## EXERCICES
1. Dans la lettre de 1916, recopiez le passage qui commence aux mots « Dans la lettre » et s'arrête après les mots « mignonne  lettre de toi. ».
2. Réécrivez en plus court le paragraphe de la lettre de 1916 qui commence par « Je te remercie du conseil », en gardant ses faits principaux.
3. Donnez la suite de la lettre de 1916, à partir de sa dernière phrase.

Attaque de Zeppelins en direct

21h Paris, Le 29 Janvier 1916

Mon mignon chéri,

Quelle surprise ! Figure-toi que cet après-midi comme je descendais mettre ta lettre contenant la photo à la poste, la concierge m’a remise trois lettres de toi. Tu penses si j’étais contente. J’étais loin de m’attendre à une si douce avalanche ! Que de gentilles choses dans trois lettres à la fois ! Elles sont arrivées à un bon moment, depuis ce matin, je voyais tout en noir. Pourtant, voici longtemps que cela ne m’était arrivé. C’est très drôle, ça prend tout d’un coups à n’importe quel sujet. Heureusement qu’elles se sauvent aussi vite qu’elles arrivent.

Je voulais quand même t’écrire ce soir, car cet après-midi, j’étais un peu pressée et je t’ai écris une lettre à la va-vite afin que la photo parte ce soir. Comme j’ai eu le bonheur de recevoir trois lettres, il faut que je fasse une longue réponse, comme si je répondais à trois lettres séparées. Tes lettres sont celles du 23-24-26.

Dans celle du 23, tu m’annonces ton prochain repos pour le 27. Donc à l’heure où je t’écris, tu en jouis.

Dans la lettre du 24, tu me dis que tu es gâté, car tu reçois une lettre tous les jours sans exception. Qu’est-ce que je dirais alors ! Moi qui vient d’en recevoir trois dans la même journée ?

Je t’écris en effet presque tous les jours, cela me fait tant plaisir de venir bavarder avec toi, c’est la seule joie qui me reste lorsque je viens de recevoir une mignonne  lettre de toi.

Je te remercie du conseil que tu me donnes au sujet de Madeleine. Je pourrais le mettre en pratique dès  à présent, car j’ai le crâne bourré de ses histoires qui, plus je la connais, sont de plus en plus nombreuses. Mais tu as oublié de me donner l’adresse du soit-disant marchand d’oreille à rechange, car je pourrais lui faire faire des affaires en or !!!! D’ailleurs, tout ce qu’elle me raconte ça rentre par une oreille et ça ressort par l’autre. Cette pauvre Madeleine, si elle lisait ça, elle ferait je crois une drôle de tête.

Je suis heureuse de savoir que ton rhume va mieux. Tant qu’à moi, j’ai un mal de dents comme je n’en ai jamais eu de ma vie. A part ça, je vais toujours très bien.

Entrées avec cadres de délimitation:

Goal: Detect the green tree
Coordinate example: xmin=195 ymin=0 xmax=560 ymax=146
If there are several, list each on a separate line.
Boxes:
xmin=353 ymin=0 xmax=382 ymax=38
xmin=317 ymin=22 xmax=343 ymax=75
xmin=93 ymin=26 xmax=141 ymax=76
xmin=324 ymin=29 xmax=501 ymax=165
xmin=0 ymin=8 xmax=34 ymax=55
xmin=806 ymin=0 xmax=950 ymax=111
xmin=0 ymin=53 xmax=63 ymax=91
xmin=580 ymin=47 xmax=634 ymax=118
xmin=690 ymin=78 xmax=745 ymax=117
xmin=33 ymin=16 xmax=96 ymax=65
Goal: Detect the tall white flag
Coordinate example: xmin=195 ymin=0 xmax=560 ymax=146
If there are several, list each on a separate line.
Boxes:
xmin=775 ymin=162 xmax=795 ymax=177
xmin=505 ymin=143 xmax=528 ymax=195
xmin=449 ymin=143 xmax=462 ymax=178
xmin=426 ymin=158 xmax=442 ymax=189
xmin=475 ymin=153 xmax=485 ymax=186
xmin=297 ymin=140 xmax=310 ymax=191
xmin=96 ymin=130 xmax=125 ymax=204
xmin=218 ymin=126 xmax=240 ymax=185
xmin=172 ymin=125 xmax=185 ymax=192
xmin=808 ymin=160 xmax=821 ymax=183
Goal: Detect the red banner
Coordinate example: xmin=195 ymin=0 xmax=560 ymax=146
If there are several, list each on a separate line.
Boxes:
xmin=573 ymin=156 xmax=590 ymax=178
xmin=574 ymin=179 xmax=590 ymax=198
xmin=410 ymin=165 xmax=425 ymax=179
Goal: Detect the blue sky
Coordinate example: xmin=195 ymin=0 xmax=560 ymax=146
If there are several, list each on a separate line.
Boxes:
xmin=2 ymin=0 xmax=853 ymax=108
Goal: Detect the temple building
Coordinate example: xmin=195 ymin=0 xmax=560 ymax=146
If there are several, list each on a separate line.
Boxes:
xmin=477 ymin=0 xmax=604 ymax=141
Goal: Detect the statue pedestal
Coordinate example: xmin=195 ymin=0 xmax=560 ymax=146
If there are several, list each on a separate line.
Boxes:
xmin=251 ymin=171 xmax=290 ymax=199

## CORRIGÉS
1.
Dans la lettre du 24, tu me dis que tu es gâté, car tu reçois une lettre tous les jours sans exception. Qu’est-ce que je dirais alors ! Moi qui vient d’en recevoir trois dans la même journée ?

Je t’écris en effet presque tous les jours, cela me fait tant plaisir de venir bavarder avec toi, c’est la seule joie qui me reste lorsque je viens de recevoir une mignonne  lettre de toi.

2. Merci pour ton conseil au sujet de Madeleine : je pourrais le suivre dès maintenant, car elle me remplit la tête d'histoires toujours plus nombreuses. Tu as oublié de me donner l'adresse du prétendu marchand d'oreilles de rechange, qui ferait des affaires en or ! De toute façon, ce qu'elle me raconte entre par une oreille et sort par l'autre. La pauvre ferait une drôle de tête si elle lisait ça.

3.
As-tu reçu la photo ? J’ai bien peur qu’elle arrive abimée ou pliée en deux.

Ce soir, j’étais en train de coudre, aussi, pour t’avoir tout près de mes yeux, je t’avais installé sur la table, ta photo malheureusement, mais pas toi. Et je t’assure que j’avais plus souvent le nez en l’air que sur mon ouvrage. Par moment, je le lâchais même pour mettre un long baiser sur ta mine souriante, qui avait l’air de me remercier.

23 heures – Suite de ma lettre
Mon chéri, Figure-toi que j’étais en train de t’écrire tout à l’heure lorsque retentit tout-à-coup l’alarme des pompiers signalant les zeppelins. A peine ce signal donné, trois énormes détonations suivirent et tout à côté d’ici ; où est-ce, je l’ignore ! Toute la maison est en révolution. Mon père, à peine les détonations, m’oblige à descendre à la cave. Tu penses si c’est rigolo. J’avais le porte-plume à la main et je terminais la quatrième page de ma lettre. J’ai saisi prestement toutes tes lettres éparses sur la table et je les ai vivement rangées. Tant qu’à celle que j’étais en train d’écrire dans ma précipitation, je l’ai descendu avec moi (elle était dans ma poche de manteau). Aussi, dans l’angoisse, ne sachant ce qu’il se passait, ahurie par les pompiers et par leurs trompes, me gelant dans un couloir en bas, je l’ai un peu froissée. Comme je l’ai pressée ! Je me disais que s’il m’arrivait quelque chose, j’aurai encore le bonheur d’avoir une pensée de moi pour toi.

IMG_1089

Je suis restée environ 1h1/2 assise sur les marches de l’escalier, près de la loge de la concierge. Tous les locataires étaient assis en gradins, presque jusqu’au premier. Tu vois d’ici si c’était charmant et depuis 10 heures, jusqu’à 11 heures, il n’est passé que des autos de pompiers se dirigeant dans la rue de Charonne. C’est de ce côté que nous avons entendu les trois détonations successives et je t’assure que cela a fait un beau vacarme.

Maintenant je suis remontée à la maison et je continue tranquillement ma lettre espérant que ce n’est pas encore aujourd’hui que je recevrais une bombe sur la tête.

C’est je crois la première fois que je t’écris à minuit. Heureusement que c’est arrivé maintenant, si tu avais été à Paris, j’aurais été plus inquiète.

Tout à l’heure, il n’y avait plus assez d’autos pour les pompiers, ils ont repris bravement leurs anciens chevaux. Quelle débacle !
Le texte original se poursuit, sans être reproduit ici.